Begin DATA IN THIS EXERCISE

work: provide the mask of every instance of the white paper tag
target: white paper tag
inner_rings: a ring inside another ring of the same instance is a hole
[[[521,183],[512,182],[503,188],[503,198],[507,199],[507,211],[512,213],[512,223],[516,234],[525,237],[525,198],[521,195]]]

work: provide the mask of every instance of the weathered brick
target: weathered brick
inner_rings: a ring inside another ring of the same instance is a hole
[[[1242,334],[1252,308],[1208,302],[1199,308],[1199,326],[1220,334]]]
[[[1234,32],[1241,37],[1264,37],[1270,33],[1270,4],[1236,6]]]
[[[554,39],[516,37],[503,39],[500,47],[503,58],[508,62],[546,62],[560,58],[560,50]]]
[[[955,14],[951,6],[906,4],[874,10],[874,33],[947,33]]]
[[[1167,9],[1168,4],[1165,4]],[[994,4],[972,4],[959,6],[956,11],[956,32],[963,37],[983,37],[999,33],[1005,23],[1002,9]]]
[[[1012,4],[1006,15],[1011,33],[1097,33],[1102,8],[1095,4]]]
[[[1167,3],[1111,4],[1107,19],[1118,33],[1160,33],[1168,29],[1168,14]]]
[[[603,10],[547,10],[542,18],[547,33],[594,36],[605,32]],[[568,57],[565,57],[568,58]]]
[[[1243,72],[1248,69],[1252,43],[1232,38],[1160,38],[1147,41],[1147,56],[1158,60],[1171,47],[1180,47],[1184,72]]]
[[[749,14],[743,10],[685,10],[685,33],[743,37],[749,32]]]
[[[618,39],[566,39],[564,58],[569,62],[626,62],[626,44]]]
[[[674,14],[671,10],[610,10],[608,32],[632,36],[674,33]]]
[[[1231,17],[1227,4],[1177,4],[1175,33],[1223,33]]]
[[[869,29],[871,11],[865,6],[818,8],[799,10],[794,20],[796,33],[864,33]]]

End DATA IN THIS EXERCISE

Quote all of the records above verbatim, line for line.

work: provide the mask of every instance of the white paper tag
target: white paper tag
inner_rings: a ring inside another ring of the same instance is a hole
[[[521,183],[512,182],[503,188],[503,198],[507,199],[507,211],[512,213],[512,223],[516,234],[525,237],[525,198],[521,195]]]

work: provide the mask of every instance of the weathered brick
target: weathered brick
inner_rings: a ring inside another ring of the same instance is a hole
[[[1242,334],[1252,308],[1208,302],[1199,308],[1199,326],[1220,334]]]
[[[1234,32],[1241,37],[1264,37],[1270,33],[1270,4],[1236,6]]]
[[[554,39],[516,37],[503,39],[500,47],[503,58],[508,62],[546,62],[560,58],[560,50]]]
[[[955,14],[951,6],[906,4],[874,10],[874,33],[947,33]]]
[[[1167,9],[1168,4],[1165,4]],[[994,4],[972,4],[959,6],[956,11],[956,32],[963,37],[983,37],[999,33],[1005,23],[1002,9]]]
[[[1012,4],[1006,15],[1011,33],[1097,33],[1102,8],[1095,4]]]
[[[1167,3],[1111,4],[1107,19],[1118,33],[1160,33],[1168,29],[1168,14]]]
[[[603,10],[547,10],[542,18],[547,33],[594,36],[605,32]],[[568,57],[565,57],[568,58]]]
[[[1243,72],[1248,69],[1252,43],[1232,38],[1160,38],[1147,41],[1147,56],[1158,60],[1171,47],[1180,47],[1184,72]]]
[[[749,14],[743,10],[685,10],[685,33],[743,37],[749,32]]]
[[[618,39],[566,39],[564,58],[569,62],[626,62],[626,44]]]
[[[674,14],[671,10],[610,10],[608,32],[632,36],[674,33]]]
[[[1231,17],[1227,4],[1177,4],[1175,33],[1223,33]]]
[[[869,29],[871,11],[865,6],[818,8],[799,10],[794,20],[796,33],[864,33]]]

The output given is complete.